Excerpted passage start

Given the large amount of data to be summarized, the use of graphics are an integral component of representing the results. Pruzek and Helmreich (2009) introduced a class of graphics for visualizing dependent sample tests (see also Pruzek & Helmreich, 2010; Danielak, Pruzek, Doane, Helmreich, & Bryer, 2011). This framework was then extended for propensity score methods using stratification (Helmreich & Pruzek, 2009). In particular, the representation of confidence intervals relative to the unit line (i.e. the line y=x) provided a new way of determining whether there is a statistically significant difference between two groups. The `multilevelPSA` package provides a number of graphing functions that extend these frameworks for multilevel PSA. The figure below represents a multilevel PSA assessment plot with annotations. This graphic represents the results of comparing private and public schools in North America using the Programme of International Student Assessment (PISA; Organisation for Economic Co-Operation and Development, 2009). The PISA data to create this graphic are included in the `multilevelPSA` package and a more detailed description of how to create this graphic are discussed in the next section. Additionally, the use of PISA makes more visible certain features of the graphics used. As discussed in chapters four and five, the differences between charter and traditional public schools is minimal and therefore some features of the figures are less apparent. The following section focuses on the features of this graphic.

Excerpted passage end
Data rows start

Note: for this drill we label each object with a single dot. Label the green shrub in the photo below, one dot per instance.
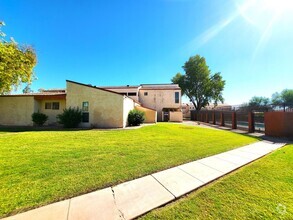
(70, 118)
(39, 118)
(135, 117)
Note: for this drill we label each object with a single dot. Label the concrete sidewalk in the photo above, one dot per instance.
(134, 198)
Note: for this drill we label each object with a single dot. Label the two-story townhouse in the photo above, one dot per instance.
(164, 98)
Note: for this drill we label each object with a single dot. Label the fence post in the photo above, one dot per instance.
(251, 127)
(234, 120)
(222, 120)
(214, 118)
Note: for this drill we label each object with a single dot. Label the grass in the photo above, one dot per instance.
(40, 167)
(261, 190)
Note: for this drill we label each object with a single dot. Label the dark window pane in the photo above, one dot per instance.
(85, 106)
(48, 105)
(176, 97)
(55, 105)
(85, 117)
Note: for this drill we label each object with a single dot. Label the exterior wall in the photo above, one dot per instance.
(159, 99)
(128, 105)
(16, 110)
(52, 113)
(279, 124)
(176, 116)
(126, 91)
(150, 115)
(105, 108)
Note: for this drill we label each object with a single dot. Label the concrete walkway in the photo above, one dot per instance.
(134, 198)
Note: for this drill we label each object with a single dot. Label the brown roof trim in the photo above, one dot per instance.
(94, 87)
(160, 89)
(34, 95)
(119, 87)
(148, 108)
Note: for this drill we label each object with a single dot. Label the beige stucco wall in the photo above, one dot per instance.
(127, 107)
(159, 99)
(51, 113)
(176, 116)
(126, 91)
(150, 115)
(16, 110)
(105, 108)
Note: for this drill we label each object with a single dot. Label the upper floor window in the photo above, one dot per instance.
(55, 105)
(52, 105)
(176, 97)
(85, 106)
(48, 105)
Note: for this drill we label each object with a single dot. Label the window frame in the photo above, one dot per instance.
(85, 108)
(177, 99)
(55, 105)
(48, 105)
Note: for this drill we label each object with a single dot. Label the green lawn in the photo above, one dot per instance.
(261, 190)
(40, 167)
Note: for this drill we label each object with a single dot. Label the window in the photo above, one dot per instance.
(176, 97)
(85, 106)
(55, 105)
(85, 117)
(48, 105)
(85, 113)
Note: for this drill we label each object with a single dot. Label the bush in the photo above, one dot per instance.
(135, 118)
(39, 118)
(70, 118)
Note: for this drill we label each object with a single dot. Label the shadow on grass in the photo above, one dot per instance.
(35, 128)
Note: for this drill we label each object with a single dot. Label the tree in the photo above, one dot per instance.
(285, 97)
(16, 63)
(198, 84)
(259, 103)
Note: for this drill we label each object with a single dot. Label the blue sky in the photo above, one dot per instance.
(147, 41)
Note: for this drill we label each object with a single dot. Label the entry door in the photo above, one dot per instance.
(166, 116)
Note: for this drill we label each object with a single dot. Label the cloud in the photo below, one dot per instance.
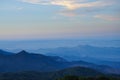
(107, 17)
(72, 4)
(71, 7)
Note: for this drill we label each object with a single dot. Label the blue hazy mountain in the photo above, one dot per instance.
(25, 61)
(2, 52)
(83, 51)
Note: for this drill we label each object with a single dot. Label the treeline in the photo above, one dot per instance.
(89, 78)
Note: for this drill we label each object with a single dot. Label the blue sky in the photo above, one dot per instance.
(54, 19)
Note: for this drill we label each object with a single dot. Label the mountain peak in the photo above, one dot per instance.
(23, 52)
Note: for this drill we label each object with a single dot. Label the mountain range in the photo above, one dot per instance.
(25, 61)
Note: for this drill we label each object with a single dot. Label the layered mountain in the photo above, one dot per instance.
(25, 61)
(32, 75)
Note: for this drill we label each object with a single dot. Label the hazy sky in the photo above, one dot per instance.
(51, 19)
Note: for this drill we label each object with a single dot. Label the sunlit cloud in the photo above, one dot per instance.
(72, 4)
(107, 17)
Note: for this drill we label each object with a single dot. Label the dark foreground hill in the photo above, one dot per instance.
(31, 75)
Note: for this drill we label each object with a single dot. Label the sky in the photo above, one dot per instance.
(59, 19)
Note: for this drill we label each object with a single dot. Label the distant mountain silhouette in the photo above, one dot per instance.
(2, 52)
(25, 61)
(84, 52)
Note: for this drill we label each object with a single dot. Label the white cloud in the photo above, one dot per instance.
(107, 17)
(71, 4)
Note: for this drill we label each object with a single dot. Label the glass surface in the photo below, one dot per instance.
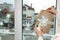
(7, 20)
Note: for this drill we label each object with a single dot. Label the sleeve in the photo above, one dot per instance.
(40, 38)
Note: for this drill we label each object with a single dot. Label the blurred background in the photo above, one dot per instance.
(31, 9)
(7, 20)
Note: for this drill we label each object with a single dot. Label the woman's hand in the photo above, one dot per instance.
(38, 33)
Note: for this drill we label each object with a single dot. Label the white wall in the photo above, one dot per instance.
(18, 19)
(58, 17)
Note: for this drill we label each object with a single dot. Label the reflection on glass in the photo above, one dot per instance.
(7, 20)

Data rows end

§ **Set of tasks**
a. According to the passage on multilevel PSA graphics, what line are confidence intervals represented relative to?
b. Write the next part of the passage on multilevel PSA graphics, picking up after its last sentence.
The material was gathered from a separate source.

§ **Answers per task**
a. The unit line, that is, the line y=x.

b.
In the figure below, the *x*-axis corresponds to math scores for private schools and the y-axis corresponds to public school maths cores. Each colored circle (a) is a country with its size corresponding to the number of students sampled within each country. Each country is projected to the lower left, parallel to the unit line, such that a tick mark is placed on the line with slope -1 (b). These tick marks represent the distribution of differences between private and public schools across countries. Differences are aggregated (and weighted by size) across countries. For math, the overall adjusted mean for private schools is 487, and the overall adjusted mean for public schools is 459 and represented by the horizontal (c) and vertical (d) blue lines, respectively. The dashed blue line parallel to the unit line (e) corresponds to the overall adjusted mean difference and likewise, the dashed green lines (f) correspond to the confidence interval. Lastly, rug plots along the right and top edges of the graphic (g) correspond to the distribution of each country’s overall mean private and public school math scores, respectively.

The figure represents a large amount of data and provides insight into the data and results. The figure provides overall results that would be present in a traditional table, for instance the fact that the green dashed lines do not span the unit line (i.e. y = x) indicates that there is a statistically significant difference between the two groups. However additional information is difficult to convey in tabular format. For example, the rug plots indicate that the spread in the performance of both private and public schools across countries is large. Also observe that Canada, which has the largest PISA scores for both groups, also has the largest difference (in favor of private schools) as represented by the larger distance from the unit line.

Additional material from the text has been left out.